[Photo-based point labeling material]
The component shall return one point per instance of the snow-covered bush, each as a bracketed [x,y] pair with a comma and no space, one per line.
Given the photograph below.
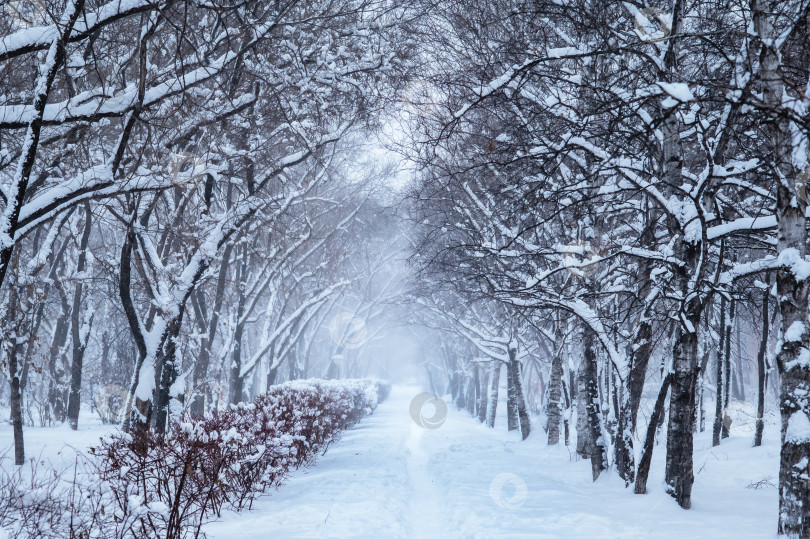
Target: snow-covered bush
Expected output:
[168,486]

REQUEST: Change "snow-covered bush" to "snowy shrub" throughout the material and write it out again, otherwise unchanged. Omit the pictures.

TASK RESULT:
The component shall return one point per instance of the snowy shrub, each as a bracketed [x,y] pair with a comma and no space, one per line.
Given the photograph below.
Target: snowy shrub
Expected output:
[168,486]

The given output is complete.